=== Task data ===
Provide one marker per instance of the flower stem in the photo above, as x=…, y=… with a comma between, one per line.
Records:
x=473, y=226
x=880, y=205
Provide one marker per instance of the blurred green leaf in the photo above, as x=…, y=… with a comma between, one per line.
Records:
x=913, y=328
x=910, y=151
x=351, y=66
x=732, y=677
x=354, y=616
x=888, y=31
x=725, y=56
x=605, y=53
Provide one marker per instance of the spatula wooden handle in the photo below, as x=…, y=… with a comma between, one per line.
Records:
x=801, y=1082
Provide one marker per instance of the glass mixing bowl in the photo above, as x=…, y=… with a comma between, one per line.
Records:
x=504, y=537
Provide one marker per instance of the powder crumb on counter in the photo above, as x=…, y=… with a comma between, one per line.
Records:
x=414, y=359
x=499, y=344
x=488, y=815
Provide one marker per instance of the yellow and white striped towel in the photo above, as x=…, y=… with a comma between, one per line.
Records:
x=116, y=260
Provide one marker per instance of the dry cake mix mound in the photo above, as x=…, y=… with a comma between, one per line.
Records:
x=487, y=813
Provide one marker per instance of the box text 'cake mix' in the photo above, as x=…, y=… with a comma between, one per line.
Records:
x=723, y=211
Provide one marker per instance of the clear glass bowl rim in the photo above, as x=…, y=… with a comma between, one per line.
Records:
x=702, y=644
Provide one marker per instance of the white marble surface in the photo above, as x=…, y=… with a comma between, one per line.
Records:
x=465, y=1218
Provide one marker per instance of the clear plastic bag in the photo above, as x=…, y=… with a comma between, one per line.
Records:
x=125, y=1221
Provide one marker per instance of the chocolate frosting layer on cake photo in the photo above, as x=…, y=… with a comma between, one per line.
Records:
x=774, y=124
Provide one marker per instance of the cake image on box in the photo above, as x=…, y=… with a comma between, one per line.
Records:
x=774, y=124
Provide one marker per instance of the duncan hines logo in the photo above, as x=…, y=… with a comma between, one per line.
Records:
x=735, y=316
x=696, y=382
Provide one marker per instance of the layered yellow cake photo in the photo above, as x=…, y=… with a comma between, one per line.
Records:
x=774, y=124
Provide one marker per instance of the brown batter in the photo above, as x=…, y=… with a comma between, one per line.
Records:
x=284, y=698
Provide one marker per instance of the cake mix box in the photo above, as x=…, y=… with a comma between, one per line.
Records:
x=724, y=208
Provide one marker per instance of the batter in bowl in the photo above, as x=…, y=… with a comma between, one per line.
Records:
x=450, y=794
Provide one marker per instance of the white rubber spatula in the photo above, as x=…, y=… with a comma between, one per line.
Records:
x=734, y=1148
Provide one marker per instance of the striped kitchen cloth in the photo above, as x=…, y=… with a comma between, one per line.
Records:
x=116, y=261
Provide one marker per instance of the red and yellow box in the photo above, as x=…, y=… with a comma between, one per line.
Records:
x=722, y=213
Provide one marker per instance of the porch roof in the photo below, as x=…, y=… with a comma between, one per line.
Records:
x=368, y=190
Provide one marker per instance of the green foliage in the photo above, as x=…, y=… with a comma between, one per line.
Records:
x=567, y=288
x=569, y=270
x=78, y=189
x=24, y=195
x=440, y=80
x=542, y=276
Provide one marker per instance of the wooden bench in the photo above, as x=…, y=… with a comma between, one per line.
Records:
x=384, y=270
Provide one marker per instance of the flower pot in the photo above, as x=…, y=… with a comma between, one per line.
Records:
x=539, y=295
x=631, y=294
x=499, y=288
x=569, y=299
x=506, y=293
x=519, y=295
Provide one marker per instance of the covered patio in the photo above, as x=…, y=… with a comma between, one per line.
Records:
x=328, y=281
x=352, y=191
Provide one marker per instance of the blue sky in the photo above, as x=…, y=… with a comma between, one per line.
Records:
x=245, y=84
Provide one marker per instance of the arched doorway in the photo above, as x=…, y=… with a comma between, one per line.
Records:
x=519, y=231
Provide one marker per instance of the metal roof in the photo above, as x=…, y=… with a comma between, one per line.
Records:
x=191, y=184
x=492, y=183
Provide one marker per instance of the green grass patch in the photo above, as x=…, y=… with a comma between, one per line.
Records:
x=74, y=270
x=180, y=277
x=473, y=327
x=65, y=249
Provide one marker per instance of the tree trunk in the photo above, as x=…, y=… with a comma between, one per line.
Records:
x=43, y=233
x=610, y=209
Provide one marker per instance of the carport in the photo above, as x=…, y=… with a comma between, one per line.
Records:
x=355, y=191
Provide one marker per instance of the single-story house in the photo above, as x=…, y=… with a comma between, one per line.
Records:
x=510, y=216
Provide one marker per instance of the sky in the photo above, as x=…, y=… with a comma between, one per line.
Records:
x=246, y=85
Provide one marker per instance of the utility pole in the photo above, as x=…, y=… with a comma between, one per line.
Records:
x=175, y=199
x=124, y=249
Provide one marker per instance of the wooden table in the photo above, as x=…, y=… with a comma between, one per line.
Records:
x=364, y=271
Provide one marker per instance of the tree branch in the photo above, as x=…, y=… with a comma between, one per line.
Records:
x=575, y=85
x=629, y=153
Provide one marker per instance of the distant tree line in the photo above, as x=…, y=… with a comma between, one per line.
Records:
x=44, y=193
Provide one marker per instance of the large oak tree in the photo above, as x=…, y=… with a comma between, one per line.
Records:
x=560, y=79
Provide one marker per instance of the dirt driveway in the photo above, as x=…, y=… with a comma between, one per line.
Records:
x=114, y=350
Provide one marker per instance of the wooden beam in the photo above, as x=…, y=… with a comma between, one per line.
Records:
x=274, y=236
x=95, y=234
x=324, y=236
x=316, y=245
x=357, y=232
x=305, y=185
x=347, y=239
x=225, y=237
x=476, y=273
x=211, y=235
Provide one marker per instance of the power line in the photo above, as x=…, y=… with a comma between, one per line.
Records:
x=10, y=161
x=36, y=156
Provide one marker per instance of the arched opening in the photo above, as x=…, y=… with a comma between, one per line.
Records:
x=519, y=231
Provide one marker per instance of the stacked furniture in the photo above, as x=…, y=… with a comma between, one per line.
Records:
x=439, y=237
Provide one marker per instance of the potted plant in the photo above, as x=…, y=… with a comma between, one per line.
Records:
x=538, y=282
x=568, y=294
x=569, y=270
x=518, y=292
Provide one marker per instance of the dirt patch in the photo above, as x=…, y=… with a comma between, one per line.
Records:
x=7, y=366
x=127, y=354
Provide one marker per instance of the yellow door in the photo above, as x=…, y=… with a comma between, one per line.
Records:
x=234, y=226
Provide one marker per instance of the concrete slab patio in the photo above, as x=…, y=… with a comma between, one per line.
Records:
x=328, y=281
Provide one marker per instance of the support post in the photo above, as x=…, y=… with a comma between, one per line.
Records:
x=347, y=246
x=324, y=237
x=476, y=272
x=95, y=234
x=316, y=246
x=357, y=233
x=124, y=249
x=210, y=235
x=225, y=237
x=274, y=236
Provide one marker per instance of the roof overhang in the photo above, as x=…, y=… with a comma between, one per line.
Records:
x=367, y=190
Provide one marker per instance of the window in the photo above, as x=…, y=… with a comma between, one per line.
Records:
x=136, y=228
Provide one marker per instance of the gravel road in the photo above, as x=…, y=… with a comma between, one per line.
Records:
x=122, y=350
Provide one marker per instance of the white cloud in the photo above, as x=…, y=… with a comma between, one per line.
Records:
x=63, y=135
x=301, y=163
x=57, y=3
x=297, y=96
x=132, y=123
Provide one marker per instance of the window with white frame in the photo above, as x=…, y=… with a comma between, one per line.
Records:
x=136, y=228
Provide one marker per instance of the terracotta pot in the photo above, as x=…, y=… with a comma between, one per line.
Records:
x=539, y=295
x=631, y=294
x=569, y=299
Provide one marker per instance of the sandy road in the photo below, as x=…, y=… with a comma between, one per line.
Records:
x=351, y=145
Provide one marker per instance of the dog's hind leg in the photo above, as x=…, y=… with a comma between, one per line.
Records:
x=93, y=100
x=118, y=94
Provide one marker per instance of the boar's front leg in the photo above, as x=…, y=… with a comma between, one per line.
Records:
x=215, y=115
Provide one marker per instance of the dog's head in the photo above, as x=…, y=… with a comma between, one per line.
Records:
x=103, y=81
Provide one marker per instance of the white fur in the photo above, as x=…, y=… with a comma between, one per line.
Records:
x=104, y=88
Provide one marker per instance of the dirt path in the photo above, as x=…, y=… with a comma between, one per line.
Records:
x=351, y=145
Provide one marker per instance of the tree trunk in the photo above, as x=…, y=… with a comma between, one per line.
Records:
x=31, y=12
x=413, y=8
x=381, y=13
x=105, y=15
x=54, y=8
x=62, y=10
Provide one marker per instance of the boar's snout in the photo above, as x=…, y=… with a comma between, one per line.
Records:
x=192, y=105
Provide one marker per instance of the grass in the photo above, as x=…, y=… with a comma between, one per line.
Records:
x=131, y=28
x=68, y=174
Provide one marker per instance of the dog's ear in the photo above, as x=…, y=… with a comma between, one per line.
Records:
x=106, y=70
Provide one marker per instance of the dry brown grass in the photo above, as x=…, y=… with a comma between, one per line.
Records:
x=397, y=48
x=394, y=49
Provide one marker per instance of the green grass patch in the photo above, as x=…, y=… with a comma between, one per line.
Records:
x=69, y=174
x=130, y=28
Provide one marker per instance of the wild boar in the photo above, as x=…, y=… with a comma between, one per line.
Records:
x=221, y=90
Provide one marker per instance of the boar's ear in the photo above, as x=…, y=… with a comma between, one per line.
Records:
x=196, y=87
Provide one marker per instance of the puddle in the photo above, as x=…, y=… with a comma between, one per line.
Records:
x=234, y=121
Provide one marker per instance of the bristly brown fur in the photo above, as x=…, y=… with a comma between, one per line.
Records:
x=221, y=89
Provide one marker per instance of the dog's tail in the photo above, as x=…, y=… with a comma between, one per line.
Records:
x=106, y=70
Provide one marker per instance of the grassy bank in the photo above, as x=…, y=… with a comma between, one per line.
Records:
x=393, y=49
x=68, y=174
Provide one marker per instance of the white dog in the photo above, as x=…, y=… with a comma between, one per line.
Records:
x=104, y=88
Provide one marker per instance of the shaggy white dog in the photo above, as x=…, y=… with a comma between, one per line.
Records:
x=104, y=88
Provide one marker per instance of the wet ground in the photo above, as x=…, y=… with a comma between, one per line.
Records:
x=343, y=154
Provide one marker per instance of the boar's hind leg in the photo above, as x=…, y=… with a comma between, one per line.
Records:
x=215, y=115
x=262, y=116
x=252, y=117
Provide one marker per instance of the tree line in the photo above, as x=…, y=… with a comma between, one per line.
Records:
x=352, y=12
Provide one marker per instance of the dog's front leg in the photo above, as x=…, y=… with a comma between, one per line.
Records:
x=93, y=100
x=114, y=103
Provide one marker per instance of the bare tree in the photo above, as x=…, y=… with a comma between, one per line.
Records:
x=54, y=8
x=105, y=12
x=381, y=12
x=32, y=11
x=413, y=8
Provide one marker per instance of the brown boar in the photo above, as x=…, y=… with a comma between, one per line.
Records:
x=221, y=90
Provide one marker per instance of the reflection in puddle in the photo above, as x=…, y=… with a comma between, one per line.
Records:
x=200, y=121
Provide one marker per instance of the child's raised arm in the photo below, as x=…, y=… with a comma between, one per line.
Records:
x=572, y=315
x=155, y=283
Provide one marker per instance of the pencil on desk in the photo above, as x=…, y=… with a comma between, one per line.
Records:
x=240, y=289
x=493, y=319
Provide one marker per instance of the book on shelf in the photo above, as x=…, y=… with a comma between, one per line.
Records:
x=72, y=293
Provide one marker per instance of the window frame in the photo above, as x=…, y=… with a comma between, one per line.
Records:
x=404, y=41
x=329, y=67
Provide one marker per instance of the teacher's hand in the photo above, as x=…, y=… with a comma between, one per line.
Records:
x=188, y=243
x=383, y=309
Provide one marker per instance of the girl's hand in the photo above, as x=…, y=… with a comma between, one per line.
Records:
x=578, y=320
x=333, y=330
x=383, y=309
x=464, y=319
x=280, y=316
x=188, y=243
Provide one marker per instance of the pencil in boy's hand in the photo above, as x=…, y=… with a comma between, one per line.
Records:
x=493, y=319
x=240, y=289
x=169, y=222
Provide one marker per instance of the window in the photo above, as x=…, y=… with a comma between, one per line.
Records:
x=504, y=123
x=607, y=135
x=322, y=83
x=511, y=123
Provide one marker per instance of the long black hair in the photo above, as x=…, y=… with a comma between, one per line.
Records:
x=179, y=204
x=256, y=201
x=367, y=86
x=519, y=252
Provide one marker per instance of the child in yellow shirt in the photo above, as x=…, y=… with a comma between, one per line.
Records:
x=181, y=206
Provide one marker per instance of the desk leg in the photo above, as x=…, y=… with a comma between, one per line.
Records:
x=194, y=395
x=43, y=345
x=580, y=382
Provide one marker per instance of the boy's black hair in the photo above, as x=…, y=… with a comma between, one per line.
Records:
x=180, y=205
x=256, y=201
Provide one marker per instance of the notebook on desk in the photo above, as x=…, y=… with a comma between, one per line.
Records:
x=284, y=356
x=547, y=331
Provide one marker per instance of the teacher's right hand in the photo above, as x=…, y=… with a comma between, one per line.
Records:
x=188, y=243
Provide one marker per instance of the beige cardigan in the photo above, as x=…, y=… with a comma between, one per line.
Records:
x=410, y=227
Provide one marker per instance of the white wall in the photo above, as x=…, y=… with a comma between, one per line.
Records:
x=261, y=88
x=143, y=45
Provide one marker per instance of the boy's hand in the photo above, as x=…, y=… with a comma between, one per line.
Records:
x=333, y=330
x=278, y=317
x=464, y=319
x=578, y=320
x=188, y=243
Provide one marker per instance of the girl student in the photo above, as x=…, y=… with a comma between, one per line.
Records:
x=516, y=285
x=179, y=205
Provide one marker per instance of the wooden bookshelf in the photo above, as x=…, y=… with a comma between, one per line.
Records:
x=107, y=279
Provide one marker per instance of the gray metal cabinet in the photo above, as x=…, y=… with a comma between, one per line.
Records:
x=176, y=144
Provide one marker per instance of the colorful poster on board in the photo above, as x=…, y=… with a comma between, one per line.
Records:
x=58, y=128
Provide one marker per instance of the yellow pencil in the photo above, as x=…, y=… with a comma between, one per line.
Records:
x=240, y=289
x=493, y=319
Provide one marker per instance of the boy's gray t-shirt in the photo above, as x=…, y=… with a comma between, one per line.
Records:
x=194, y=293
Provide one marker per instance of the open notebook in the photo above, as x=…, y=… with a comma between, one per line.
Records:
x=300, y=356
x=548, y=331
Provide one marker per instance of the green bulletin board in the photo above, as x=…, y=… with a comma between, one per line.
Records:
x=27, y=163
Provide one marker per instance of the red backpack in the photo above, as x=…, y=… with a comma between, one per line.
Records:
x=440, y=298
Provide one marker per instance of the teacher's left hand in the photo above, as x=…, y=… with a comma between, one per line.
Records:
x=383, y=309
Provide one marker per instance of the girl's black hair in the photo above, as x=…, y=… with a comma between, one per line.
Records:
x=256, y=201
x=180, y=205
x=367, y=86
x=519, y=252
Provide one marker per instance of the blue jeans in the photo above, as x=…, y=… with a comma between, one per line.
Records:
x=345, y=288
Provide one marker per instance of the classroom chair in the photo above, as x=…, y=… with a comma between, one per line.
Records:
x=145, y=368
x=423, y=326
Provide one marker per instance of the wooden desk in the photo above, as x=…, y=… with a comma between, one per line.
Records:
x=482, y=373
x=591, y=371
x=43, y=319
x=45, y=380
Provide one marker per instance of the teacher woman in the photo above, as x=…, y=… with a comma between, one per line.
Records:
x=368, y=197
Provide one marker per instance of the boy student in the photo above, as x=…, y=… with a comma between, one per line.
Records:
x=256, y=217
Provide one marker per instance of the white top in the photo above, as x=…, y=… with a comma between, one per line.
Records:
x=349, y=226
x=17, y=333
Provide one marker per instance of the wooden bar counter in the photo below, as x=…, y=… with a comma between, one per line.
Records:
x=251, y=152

=== Set problem ===
Exactly reproduce the lines beginning with the one that contains "Provide one marker per instance of the blue jeans" and ending with the last line of the material, both included. Leave out everything else.

=== Result of this exercise ===
Provide one marker per instance of the blue jeans in the photo above, as x=…, y=… with a comma between, one per line.
Records:
x=345, y=288
Provide one marker per instance of the classroom chair in the photo above, as x=…, y=… with a comma between, one per line.
Records:
x=145, y=368
x=423, y=326
Provide one marker per instance of the wooden desk in the photo above, as x=…, y=… with a comma between, one per line.
Records:
x=482, y=373
x=591, y=371
x=43, y=319
x=45, y=380
Provide one marker per instance of the teacher woman in the photo above, as x=…, y=… with a comma between, one per line.
Records:
x=368, y=197
Provide one marker per instance of the boy student in the photo above, as x=…, y=… with a comma between, one per line.
Records:
x=256, y=217
Provide one marker per instance of the white top in the photo above, as x=…, y=… with a comma between, one per line.
Records:
x=349, y=226
x=17, y=333
Provide one marker per instance of the wooden bar counter in the photo below, as x=…, y=… with a comma between, one per line.
Records:
x=251, y=152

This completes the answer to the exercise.